“Though grief is a lonely journey, it is far better than vengeance.”—Carey Richard
I once fancied myself a flower child—free love and all that. I missed the free love part—couldn’t get past my Protestant upbringing. Still though, I believed in the freedom principle. Those were insubordinate times, but looking back, it all seems rather innocent. We listened to ballads about peace, and love, and everybody getting along. We protested the war. We smoked a lot of acrid pot.
We would say things like, “If you love someone you will set them free.” Had something to do with not owning anything or anyone. We were free from materialism, encumbrances, and envy—or at least that was the plan. It didn’t really work out like we imagined.
Jealousy is not one of those emotions that is easily managed. It’s primitive. One of the first things we learn to say is, “It’s mine!” We have a primal yearn for exclusivity, especially regarding our lovers.
Jealousy, it seems, has something to do with affections. For love is as strong as death, its jealousy as enduring as the grave. —Song of Solomon 8:6 NLT
There is a toxic kind of jealousy and there is a healthy kind of jealousy. We spot the difference almost innately. The toxic kind leads to irrational obsession. The healthy kind leads to acceptance, and sometimes, grief or loss.
I think that owning a person is not necessarily a bad thing. To own someone, and keep them to yourself as a cherished possession seems sensible. But it is true that you cannot keep a lover beyond his will. And it’s probably true that you cannot change a person. They must change themselves. And they must love themselves. And they must choose to love you.
I suppose that, in the end, jealousy is wasted emotional energy. But like the grave, jealousy cannot be denied. You will pay jealousy’s toll with either vengeance or grief. And though grief is a lonely journey it is far better than vengeance.
___
## Work request 1
Decide whether each statement agrees with the essay on jealousy: (a) the writer took up the free love part of the flower-child ideals; (b) the healthy kind of jealousy can lead to acceptance; (c) a person can be changed by someone else. For each, answer yes or no and quote the deciding words.
## Work request 2
Print the part of the essay on jealousy starting with "I suppose that, in" and going on through "journey it is far better than vengeance.".
___
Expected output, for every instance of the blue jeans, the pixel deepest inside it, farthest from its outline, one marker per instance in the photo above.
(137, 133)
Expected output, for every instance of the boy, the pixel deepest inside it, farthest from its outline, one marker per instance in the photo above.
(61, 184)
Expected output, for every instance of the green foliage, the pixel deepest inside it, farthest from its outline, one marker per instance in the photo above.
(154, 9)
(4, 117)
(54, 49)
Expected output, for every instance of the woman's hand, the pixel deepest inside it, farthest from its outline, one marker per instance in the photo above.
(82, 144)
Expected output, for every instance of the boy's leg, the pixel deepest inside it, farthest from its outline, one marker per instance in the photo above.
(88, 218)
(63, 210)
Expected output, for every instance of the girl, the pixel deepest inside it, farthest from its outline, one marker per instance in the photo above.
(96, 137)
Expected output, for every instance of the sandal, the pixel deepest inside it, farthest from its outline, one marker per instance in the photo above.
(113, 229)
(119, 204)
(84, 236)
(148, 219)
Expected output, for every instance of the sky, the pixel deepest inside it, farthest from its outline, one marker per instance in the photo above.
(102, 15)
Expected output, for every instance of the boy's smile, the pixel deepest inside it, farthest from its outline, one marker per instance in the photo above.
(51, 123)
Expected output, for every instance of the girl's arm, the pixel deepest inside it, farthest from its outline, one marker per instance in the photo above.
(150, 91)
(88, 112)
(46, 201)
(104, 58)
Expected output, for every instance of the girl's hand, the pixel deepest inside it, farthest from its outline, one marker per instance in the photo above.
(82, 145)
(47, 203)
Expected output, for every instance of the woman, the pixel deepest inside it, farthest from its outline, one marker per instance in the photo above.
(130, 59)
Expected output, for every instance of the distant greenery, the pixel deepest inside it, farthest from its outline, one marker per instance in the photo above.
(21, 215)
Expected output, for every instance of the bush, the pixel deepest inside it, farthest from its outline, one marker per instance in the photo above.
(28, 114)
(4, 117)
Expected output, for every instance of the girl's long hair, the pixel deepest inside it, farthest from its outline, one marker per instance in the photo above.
___
## Exercise result 1
(a) No: "I missed the free love part—couldn’t get past my Protestant upbringing."
(b) Yes: "The healthy kind leads to acceptance, and sometimes, grief or loss."
(c) No: "And it’s probably true that you cannot change a person."

## Exercise result 2
I suppose that, in the end, jealousy is wasted emotional energy. But like the grave, jealousy cannot be denied. You will pay jealousy’s toll with either vengeance or grief. And though grief is a lonely journey it is far better than vengeance.